## EXERCISE REQUIREMENTS
• a. Condense the paragraph in the confirmation measures text that begins "But, (‡) is an inadequate Bayesian theory of favoring" into a short bulleted list, keeping its main facts.
• b. List every theory of confirmation or favoring that the confirmation measures text presents under a label in parentheses, giving each label with its name or short description.
• c. Pick up the confirmation measures text after its final line and finish out the next part.

## READING TEXT

■ ■ ■ ■ ■

# Some Confirmation Measures

Here’s a problematic line of thought about the main competitors in confirmation theory and Bayesianism in particular, arising from Branden Fitelson’s nice paper here. Consider the following theories of confirmation. First, the law of likelihood preferred by likelihoodists such as Sober:

(LL) Evidence E favors hypothesis H1 over hypothesis H2 if and only if H1 confers greater probability on E than H2 does.

Second, he weak law of likelihood:
(WLL) Evidence E favors hypothesis H1 over hypothesis H2 if Pr(E |H1) > Pr(E |H2) and Pr(E |~H1) &#8804 Pr(E |~H2).

Third, an old-fashioned view:
(‡) E favors H1 over H2 if and only if Pr(H1 |E) > Pr(H2 |E).

We can eliminate the third one quickly.

But, (‡) is an inadequate Bayesian theory of favoring, because the underlying notion of confirmation on which it is based ignores probabilistic relevance. Consider any case in which E raises the probability of H1, but E lowers the probability of H2. Intuitively, this is a case in which E indicates that H1 is true, but E indicates that H2 is false. In such a case, it seems obvious that E provides better evidence for the truth of H1 than for the truth of H2. And, as a result, it seems clear that, in such cases, we should say that E favors H1 over H2. Obviously, any contemporary, relevance-based Bayesian theory of favoring will have this consequence. . . . Unfortunately, (‡) does not have this consequence. In fact, according to (‡), E can favor H2 over H1 in such cases, which is absurd. For this reason, nobody defends (‡) anymore.

Here’s a concrete example Branden uses. Where we sample randomly from the natural numbers between 1 and 10 inclusive, let E be the disjunction of 1,2,8,9,10, H1 be the disjunction of 1,2 and H2 be the disjunction of 2,3,4,5,6,7,8,9. Here Pr(H1/E) = 2/5, compared to Pr(H1)=1/5; Pr(H2/E)=3/5, compared to Pr(H2)=4/5.

So the issues now surround (LL) and (WLL).

For contemporary Bayesians, confirmation is a matter of probabilistic relevance. Thus, degree of confirmation is measured using some relevance measure c(H,E) of the “degree to which E raises the probability of H”. Here are the three most popular Bayesian relevance measures of non-relational confirmation:
Difference: d(H,E) =df Pr(H |E) − Pr(H)

■ ■ ■ ■ ■

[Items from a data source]

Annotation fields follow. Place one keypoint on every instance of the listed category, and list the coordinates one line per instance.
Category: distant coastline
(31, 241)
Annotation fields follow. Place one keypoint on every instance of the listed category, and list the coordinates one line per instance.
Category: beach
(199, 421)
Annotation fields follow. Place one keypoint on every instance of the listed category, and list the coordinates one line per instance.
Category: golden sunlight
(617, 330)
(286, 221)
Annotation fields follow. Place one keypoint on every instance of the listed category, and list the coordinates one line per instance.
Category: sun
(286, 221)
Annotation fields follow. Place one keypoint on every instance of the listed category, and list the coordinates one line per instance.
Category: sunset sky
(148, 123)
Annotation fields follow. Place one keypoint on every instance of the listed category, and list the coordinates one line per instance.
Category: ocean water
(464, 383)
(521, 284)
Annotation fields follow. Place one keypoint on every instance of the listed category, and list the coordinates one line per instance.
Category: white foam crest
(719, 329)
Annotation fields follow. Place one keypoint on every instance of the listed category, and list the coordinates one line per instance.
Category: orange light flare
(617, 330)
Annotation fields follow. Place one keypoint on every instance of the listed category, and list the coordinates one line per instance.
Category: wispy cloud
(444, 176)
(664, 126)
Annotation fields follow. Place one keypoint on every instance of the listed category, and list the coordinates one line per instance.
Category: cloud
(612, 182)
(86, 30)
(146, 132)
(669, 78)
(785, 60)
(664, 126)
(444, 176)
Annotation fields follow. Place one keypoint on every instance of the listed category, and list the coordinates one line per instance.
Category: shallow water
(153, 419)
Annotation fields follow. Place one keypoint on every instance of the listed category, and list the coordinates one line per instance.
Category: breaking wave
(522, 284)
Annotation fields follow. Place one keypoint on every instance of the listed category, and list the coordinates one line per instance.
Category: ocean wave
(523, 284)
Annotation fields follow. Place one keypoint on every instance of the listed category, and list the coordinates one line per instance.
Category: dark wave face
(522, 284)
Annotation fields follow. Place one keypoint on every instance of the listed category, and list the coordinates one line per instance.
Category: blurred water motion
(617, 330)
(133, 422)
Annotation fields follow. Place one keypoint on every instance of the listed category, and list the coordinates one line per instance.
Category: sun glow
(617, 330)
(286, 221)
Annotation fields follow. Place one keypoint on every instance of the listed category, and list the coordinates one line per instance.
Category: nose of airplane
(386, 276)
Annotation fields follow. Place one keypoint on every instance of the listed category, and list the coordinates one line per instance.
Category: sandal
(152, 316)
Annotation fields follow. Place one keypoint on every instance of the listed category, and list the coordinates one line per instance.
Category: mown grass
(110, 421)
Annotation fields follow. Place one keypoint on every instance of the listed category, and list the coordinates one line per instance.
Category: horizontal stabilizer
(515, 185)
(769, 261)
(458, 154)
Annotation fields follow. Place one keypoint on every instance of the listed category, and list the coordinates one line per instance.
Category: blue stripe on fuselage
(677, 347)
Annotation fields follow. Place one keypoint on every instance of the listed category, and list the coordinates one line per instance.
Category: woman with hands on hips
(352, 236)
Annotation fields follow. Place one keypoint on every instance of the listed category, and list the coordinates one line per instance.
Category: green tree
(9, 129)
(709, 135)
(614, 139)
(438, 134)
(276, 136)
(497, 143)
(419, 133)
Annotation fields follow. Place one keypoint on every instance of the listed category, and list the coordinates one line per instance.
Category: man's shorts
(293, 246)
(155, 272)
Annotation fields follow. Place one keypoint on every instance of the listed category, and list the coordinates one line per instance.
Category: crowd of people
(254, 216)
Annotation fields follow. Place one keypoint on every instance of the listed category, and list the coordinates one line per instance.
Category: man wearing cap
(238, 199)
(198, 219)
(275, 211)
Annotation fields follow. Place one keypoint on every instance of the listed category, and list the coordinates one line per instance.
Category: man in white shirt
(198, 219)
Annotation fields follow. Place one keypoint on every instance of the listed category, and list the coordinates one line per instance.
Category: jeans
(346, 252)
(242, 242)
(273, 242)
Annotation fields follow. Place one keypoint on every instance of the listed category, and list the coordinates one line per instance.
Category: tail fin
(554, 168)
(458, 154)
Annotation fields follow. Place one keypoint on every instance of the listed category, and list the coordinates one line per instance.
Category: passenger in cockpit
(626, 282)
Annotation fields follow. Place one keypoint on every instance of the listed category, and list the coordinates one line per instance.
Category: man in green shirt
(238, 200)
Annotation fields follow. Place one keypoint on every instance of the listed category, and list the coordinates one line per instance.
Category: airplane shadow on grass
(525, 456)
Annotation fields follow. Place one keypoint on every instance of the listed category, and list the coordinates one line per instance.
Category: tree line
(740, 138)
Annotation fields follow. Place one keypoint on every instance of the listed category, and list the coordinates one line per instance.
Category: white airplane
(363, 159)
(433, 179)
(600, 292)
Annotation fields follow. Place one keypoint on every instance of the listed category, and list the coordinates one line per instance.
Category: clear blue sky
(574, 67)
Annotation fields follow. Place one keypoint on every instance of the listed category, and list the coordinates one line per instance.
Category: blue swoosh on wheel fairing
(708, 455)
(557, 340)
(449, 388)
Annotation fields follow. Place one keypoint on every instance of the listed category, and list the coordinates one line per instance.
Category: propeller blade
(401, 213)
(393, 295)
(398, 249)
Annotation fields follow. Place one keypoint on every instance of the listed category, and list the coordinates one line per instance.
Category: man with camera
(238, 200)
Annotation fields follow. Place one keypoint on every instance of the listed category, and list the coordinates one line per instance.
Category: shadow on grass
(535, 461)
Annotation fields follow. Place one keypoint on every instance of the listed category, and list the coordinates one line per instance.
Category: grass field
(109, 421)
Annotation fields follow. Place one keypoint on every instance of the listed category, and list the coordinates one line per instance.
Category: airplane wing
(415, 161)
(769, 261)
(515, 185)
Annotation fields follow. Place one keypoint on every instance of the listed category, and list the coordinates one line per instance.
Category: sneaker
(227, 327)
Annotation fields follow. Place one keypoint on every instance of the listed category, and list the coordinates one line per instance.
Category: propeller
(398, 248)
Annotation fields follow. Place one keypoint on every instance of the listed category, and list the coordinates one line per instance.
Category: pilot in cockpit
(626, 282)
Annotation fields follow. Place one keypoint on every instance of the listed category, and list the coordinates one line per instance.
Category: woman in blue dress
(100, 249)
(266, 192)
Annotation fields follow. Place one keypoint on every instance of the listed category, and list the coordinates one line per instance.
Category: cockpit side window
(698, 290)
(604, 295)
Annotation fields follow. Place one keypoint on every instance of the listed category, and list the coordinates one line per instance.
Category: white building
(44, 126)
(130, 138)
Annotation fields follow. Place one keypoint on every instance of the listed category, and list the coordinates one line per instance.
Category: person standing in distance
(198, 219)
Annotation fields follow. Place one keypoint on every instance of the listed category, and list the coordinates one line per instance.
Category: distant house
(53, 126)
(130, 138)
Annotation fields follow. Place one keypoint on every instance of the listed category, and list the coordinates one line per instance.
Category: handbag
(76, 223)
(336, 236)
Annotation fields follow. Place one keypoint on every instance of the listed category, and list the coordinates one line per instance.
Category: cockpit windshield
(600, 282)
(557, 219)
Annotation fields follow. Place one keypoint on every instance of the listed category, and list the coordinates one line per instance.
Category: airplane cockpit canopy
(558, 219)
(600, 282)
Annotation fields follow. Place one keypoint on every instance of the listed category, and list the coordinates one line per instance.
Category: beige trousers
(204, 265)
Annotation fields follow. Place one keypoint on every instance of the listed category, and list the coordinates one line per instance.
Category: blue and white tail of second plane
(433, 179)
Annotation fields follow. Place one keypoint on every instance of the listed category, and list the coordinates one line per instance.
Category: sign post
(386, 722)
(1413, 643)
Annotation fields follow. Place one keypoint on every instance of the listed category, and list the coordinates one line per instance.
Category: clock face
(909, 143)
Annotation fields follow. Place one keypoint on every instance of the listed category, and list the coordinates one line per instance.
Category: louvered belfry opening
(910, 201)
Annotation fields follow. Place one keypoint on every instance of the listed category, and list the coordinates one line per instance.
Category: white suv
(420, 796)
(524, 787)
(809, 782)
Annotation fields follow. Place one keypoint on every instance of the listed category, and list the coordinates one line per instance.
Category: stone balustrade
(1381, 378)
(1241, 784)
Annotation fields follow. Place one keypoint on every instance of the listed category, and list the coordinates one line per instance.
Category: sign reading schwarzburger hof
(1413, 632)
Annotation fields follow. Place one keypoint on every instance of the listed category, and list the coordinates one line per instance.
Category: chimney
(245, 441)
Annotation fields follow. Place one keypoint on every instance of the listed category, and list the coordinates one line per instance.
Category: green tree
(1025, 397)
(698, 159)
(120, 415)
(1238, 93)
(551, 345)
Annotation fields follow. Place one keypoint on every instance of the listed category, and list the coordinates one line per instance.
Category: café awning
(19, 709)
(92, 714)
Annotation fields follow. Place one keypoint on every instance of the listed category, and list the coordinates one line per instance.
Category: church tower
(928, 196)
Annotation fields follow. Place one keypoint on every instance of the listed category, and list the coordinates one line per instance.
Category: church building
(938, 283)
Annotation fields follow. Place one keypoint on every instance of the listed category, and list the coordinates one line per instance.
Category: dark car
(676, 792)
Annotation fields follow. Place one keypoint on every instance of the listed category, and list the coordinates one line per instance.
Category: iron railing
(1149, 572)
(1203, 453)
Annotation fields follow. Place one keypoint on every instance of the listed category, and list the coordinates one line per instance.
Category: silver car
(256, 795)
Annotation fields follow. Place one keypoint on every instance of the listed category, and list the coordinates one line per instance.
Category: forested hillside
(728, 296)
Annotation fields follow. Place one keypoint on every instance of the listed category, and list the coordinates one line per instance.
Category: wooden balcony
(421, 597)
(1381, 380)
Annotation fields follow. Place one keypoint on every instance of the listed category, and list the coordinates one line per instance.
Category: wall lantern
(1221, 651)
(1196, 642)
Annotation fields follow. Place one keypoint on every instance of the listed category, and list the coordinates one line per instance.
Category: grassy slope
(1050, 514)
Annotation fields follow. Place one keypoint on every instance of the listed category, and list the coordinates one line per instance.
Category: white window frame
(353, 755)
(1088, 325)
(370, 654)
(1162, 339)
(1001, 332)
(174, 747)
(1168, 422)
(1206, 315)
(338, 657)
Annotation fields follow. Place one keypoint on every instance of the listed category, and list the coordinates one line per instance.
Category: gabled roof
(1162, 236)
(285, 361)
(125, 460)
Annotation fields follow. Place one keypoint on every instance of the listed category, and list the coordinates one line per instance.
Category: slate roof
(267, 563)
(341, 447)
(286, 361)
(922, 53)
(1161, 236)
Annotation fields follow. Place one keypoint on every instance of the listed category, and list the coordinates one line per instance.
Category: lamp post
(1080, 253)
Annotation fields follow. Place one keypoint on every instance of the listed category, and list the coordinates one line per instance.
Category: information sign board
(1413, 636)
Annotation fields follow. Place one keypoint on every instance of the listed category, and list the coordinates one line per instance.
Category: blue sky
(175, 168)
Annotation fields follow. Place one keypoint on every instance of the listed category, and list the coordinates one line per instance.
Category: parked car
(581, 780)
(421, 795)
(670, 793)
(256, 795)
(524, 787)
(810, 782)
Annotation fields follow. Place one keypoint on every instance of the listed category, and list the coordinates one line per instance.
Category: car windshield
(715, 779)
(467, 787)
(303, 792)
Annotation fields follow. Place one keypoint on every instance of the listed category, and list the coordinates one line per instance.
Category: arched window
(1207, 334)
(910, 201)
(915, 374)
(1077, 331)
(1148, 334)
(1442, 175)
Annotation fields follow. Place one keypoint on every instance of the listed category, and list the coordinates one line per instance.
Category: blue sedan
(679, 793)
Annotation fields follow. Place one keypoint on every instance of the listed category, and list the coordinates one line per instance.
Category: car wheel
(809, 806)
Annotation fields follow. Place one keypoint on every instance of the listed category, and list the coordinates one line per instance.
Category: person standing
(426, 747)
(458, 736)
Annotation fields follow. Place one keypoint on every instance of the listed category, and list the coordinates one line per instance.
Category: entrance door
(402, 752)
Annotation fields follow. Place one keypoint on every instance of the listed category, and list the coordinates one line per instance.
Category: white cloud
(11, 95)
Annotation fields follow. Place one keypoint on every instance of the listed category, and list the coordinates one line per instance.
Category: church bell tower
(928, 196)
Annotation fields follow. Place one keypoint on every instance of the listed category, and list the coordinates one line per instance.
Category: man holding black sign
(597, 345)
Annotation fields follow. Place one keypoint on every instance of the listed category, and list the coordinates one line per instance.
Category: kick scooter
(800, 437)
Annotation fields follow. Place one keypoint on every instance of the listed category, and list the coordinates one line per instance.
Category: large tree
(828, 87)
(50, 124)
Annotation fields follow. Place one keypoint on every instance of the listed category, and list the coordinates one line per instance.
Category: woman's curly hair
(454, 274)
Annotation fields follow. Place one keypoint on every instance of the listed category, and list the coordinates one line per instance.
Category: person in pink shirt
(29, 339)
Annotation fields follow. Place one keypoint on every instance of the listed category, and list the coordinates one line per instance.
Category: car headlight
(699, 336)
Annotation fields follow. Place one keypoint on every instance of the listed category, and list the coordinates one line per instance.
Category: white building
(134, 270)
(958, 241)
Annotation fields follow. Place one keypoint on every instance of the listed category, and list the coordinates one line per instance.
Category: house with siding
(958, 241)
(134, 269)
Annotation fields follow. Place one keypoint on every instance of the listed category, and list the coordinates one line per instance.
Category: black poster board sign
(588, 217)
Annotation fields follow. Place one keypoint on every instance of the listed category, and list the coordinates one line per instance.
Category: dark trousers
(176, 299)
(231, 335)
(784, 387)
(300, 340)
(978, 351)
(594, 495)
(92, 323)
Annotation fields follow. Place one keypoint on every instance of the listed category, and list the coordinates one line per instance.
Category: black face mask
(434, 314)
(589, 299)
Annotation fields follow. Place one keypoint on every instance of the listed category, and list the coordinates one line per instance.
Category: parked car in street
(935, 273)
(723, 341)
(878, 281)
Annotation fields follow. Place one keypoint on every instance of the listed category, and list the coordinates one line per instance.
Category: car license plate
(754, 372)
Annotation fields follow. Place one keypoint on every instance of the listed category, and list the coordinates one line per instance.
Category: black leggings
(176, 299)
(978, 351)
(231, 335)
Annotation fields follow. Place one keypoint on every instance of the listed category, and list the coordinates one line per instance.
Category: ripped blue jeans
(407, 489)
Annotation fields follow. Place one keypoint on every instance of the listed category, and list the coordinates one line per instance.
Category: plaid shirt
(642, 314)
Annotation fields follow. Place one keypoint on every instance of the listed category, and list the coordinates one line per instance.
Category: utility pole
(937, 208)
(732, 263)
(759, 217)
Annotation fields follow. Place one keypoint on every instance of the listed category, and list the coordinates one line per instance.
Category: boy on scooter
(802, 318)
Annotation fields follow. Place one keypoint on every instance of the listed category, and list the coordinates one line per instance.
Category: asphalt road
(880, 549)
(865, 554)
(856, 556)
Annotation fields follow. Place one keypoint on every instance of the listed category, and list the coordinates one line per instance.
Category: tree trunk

■ ■ ■ ■ ■

## RESPONSES
• a.
- (‡) is an inadequate Bayesian theory of favoring because its underlying notion of confirmation ignores probabilistic relevance.
- Suppose E raises the probability of H1 but lowers the probability of H2. E then indicates that H1 is true and H2 is false, so E should favor H1 over H2.
- Any contemporary, relevance-based Bayesian theory of favoring has this consequence. (‡) does not, and according to it E can even favor H2 over H1, which is absurd.
- For this reason, nobody defends (‡) anymore.

• b.
- (LL): the law of likelihood
- (WLL): the weak law of likelihood
- (‡): an old-fashioned view

• c.
Ratio: r(H,E) =df Pr(H |E)/Pr(H)
Likelihood-Ratio: l(H,E) =df Pr(E |H)/Pr(E |~H)

The general form of the Bayesian account of favoring, using any of these measures, is:
Evidence E favors hypothesis H1 over hypothesis H2, according to measure c, if and only if c(H1,E) > c(H2,E).

One other point to note before getting to my point(!). Jim Joyce has shown here that all these Bayesian confirmation measures commit their defenders to (WLL), thereby arguing that (WLL) is something like a core Bayesian commitment.

Given all this, consider two of Branden’s examples.

Let E be an ace, H1 is heart ace, and H2 is club or spade ace. It is clear in this example that E favors H2 over H1, but the likelihoods do not sustain this answer, since the probability of E on either H1 or H2 is 1. So (LL) is false. But note as well that Pr(E |~H2) = 4/50 > Pr(E |~H1) = 4/51, so (WLL) does not succumb to the example.

Consider a second example. E = the card is a spade, H1 = the card is the ace of spades, and H2 = the card is black. In this example, Pr(E |H1) = 1 > Pr(E |H2) = 1/2 , but it seems absurd to claim that E favors H1 over H2, since the evidence entails H2 but not H1. Note here that not only (LL) succumbs, but (WLL) as well.

Fitelson shows that the ratio version of Bayesianism is equivalent to (LL), so it is undermined by the first example. That leaves the difference and likelihood-ratio versions. The value of d in the first example is 1/4 – 1/52 for H1 and 1/2 – 1/26 for H2, leaving us to conclude that E confirms H2 more than H1, just as we should see. In the second example, the value of d for H1 is 1/13 – 1/52, and for H2 is 1 – 1/2, showing that E favors H2 over H1.

For the value for l, both examples cause problems, since the denominator value is zero in both cases, leaving the value for l undefined in both examples, and thus leaving it not true that the evidence favors either hypothesis over the other. Perhaps this problem could be solved by abandoning a Kolmogorov treatment of probability in favor of a R&#233yni-Popper theory. Even then, however, the second example will create trouble.

As a result, the two examples show more than that (LL) is false, undermining likelihoodism. They also show that (WLL) is false, and thus given Joyce’s result that (WLL) is the core commitment of Bayesianism, Bayesianism is in trouble, in a way independent of the usual complaints about Bayesian reliance on priors. How bad a conclusion is this?

#### Some Confirmation Measures — 14 Comments

1. Consider the first example of Branden’s addressed by Jon. Here it is again:
(I’ve fixed it slightly to make it clearer and more accurate.)

Let E be an ace, H1 is heart ace, and H2 is a club ace or a spade ace. It is clear in this example that E favors H2 over H1, but the likelihoods do not sustain this answer, since the probability of E on either H1 or H2 is 1. So (LL) is false. But note as well that Pr(E |~H2) = 2/50 < Pr(E |~H1) = 3/51, so (WLL) does not succumb to the example. (Note: not “4/50” and not “4/51” and I’ve changed the order of the inequality, since 2/50 < 3/51.)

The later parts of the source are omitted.